● How to complete this task
Take each line in the entries below that holds "black" and show it.
^^^^^^^^
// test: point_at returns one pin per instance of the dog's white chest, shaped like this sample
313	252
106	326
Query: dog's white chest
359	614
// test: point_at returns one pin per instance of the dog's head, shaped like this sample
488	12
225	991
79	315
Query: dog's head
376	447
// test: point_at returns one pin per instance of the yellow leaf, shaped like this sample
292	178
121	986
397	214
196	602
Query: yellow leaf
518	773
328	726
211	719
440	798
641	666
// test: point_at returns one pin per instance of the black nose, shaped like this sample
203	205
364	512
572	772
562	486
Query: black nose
^^^^^^^^
● Solution for this task
// test: point_at returns one pin per instance of the black nose, shaped like this sample
Query: black nose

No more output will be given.